SHORT PROBLEM:
Recast every line of the records below as a numbered list, dropping any blank lines. Leave the pictures out of your answer.

Records excerpted from a collection:
- - - -

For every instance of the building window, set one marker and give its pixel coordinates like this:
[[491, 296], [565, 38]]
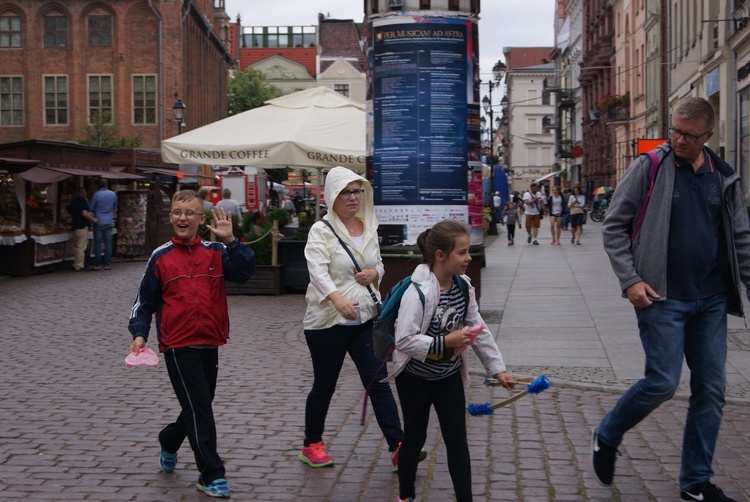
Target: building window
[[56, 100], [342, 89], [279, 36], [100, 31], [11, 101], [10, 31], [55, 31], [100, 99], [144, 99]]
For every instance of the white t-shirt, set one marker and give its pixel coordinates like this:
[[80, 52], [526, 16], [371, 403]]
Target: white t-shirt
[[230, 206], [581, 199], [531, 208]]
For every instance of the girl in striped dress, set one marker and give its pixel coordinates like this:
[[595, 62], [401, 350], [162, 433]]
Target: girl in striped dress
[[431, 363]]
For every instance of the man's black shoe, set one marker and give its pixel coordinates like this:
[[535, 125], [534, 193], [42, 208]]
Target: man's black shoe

- - - -

CORRECT RESULT:
1. For every instance of the building window, set one marker and give its pixel coordinates like this:
2. [[491, 296], [565, 38]]
3. Target: building window
4. [[56, 100], [342, 89], [279, 36], [100, 31], [11, 101], [10, 31], [55, 31], [100, 99], [144, 99]]
5. For every instance of the white t-shirt, set one marker and give its pixel coordinates like this:
6. [[80, 52], [526, 16], [371, 403]]
7. Target: white t-shirt
8. [[230, 206], [581, 199], [531, 208]]
9. For every instance of the girl in striped dress, set one marker and give its pixel coordinates like this:
10. [[595, 62], [401, 350], [162, 433]]
11. Target: girl in striped dress
12. [[431, 363]]
13. For every instance of the man's black shoe, set one marker and give its pixel coordinates like this:
14. [[535, 125], [534, 193], [42, 208]]
15. Target: man's black shoe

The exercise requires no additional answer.